**TEXT SEGMENT:**
###
81-509 Mutual Fund Requirements [Advanced Notice - Lapsed]

81-509 Mutual Fund Requirements [Advanced Notice - Lapsed]
Published October 13, 2004
Rescinded/Lapsed May 31, 2006

Concurrently Published

Division A - Definitions and interpretation


Definitions

1 In this instrument:

“Act” means the Securities Act, S.B.C. 2004, c. 43;

“designated” means designated by the commission;

“NI 81-102” means National Instrument 81-102 Mutual Funds;

“rules” means the Securities Rules.

Division B - Requirements for all mutual funds

Standard of care for management of a mutual fund

2 A fund manager must

(a) exercise the powers and discharge the duties related to management of a mutual fund honestly, in good faith and in the best interests of the fund, and

(b) exercise the care, diligence, and skill that a reasonably prudent person would exercise in comparable circumstances.

Plain language

3 (1) If a mutual fund is required under this instrument or an exemption from this instrument to file a record or send a record to an investor, the mutual fund must prepare the record in plain language.

(2) For the purpose of this section, a record is in plain language if its form, style and language enable an ordinary investor, applying reasonable effort, to understand it.
Division C - Offering exemption

Pooled funds

4 (1) Section 18 (1) of the Act does not apply to a person making an offering of a security of a mutual fund if

(a) the mutual fund is not a public mutual fund,

(b) the offering is made to a client of a registered adviser, or an adviser in another province or foreign jurisdiction that is registered under the securities laws of the other province or foreign jurisdiction for the purpose of acting as an adviser, and

(c) the adviser referred to in paragraph (b)

(i) manages the investment portfolio of the fund, and

(ii) has full discretion to trade without requiring the client’s consent to a transaction.

(2) A mutual fund that makes an offering of securities under subsection (1) must file a report in the required form no later than 30 days after the end of the calendar year in which the offering occurs.

(3) A trade of a security of a mutual fund acquired under subsection (1) is an offering unless the securityholder trades it to the mutual fund or under section 64 of the rules [trade related to business combination, reorganization, bid or winding up].
Division D - Prospectus

Amendment to prospectus

5 If a significant change occurs in the affairs of a public mutual fund, the public mutual fund must file an amendment to its prospectus that discloses the significant change as soon as practicable.

Delivery of prospectus on request

6 A mutual fund must send a copy of a prospectus filed under the Act as soon as practicable and without charge to a prospective purchaser, or purchaser, who requests it.

Lapse of prospectus

7 If a mutual fund makes an offering under a prospectus, the mutual fund must not trade a security under the offering more than one year and 20 days after the date of the prospectus.


Division E - Financial Statements in a Prospectus

Annual financial statements

8 (1) Subject to subsections (2) and (3), a mutual fund that files a prospectus under the Act must include in the prospectus annual financial statements in the required form for the fund’s 2 most recently completed financial years, or if the mutual fund has not completed 2 financial years, for all of its financial years.

(2) If a mutual fund’s most recently completed financial year ended within 90 before the date of the prospectus referred to in subsection (1), the fund may treat the previous year as the most recently completed financial year under subsection (1).
(3) If the mutual fund has not completed its first financial year, the fund must include in the prospectus financial statements for the period from the date of the fund’s formation to a date not more than 90 days before the date of the prospectus.
###
**WHAT TO WORK ON:**
**A.** Copy the mutual fund instrument from the words "(3) A trade" through "who requests it.", and swap "significant change" for "material change".
**B.** Carry on the mutual fund instrument from its final sentence.
The material after this point is separate from the mutual fund instrument.

**DATA SHOWN:**
###
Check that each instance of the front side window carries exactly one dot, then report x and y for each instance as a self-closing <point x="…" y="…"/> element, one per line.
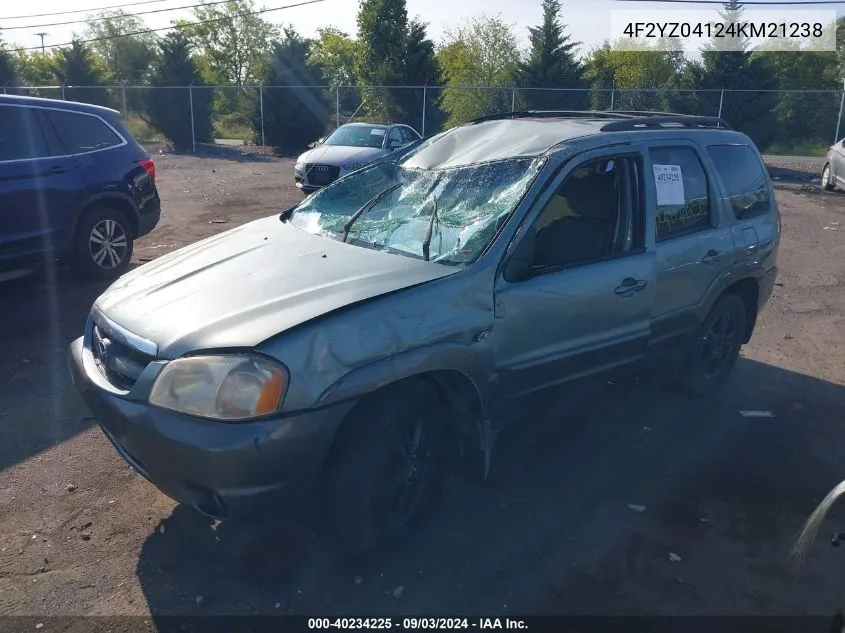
###
**ANSWERS PER TASK:**
**A.**
(3) A trade of a security of a mutual fund acquired under subsection (1) is an offering unless the securityholder trades it to the mutual fund or under section 64 of the rules [trade related to business combination, reorganization, bid or winding up].
Division D - Prospectus

Amendment to prospectus

5 If a material change occurs in the affairs of a public mutual fund, the public mutual fund must file an amendment to its prospectus that discloses the material change as soon as practicable.

Delivery of prospectus on request

6 A mutual fund must send a copy of a prospectus filed under the Act as soon as practicable and without charge to a prospective purchaser, or purchaser, who requests it.

**B.**
Audit requirement

9 (1) For the purpose of section 8,

(a) the financial statements for the mutual fund’s most recently completed financial year must be audited financial statements, and

(b) the financial statements for a financial year other than the mutual fund’s most recently completed financial year may be unaudited financial statements unless

(i) the financial statements for the financial year have been audited, and

(ii) the auditor of those statements issued a report with respect to the audit.

(2) Despite subsection (1), a statement of portfolio transactions may be unaudited if it states that it presents fairly the required information.
Interim financial statements

10 (1) Subject to subsections (2) and (3), a mutual fund that files a prospectus must include in the prospectus comparative financial statements in the required form for the most recent six months.

(2) If a mutual fund’s most recent six month period ended within 90 days before the date of the prospectus referred to in subsection (1), the fund may treat the previous six month period as the most recent six month period under subsection (1).

(3) Interim financial statements are not required if the results for the six-month period are included in the annual financial statements filed under section 8.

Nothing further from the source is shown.